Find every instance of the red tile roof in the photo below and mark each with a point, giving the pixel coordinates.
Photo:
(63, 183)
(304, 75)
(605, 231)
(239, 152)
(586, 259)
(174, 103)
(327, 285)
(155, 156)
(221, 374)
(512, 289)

**Exercise task**
Please turn the rows above into a numbered list, leaving out any blank lines.

**Exercise output**
1. Find every instance of the red tile roof in the photo below and mark each with a point, giving the pixel coordinates.
2. Photo:
3. (63, 183)
4. (304, 75)
5. (605, 231)
6. (239, 152)
7. (586, 259)
8. (174, 103)
9. (327, 285)
10. (155, 156)
11. (221, 374)
12. (512, 289)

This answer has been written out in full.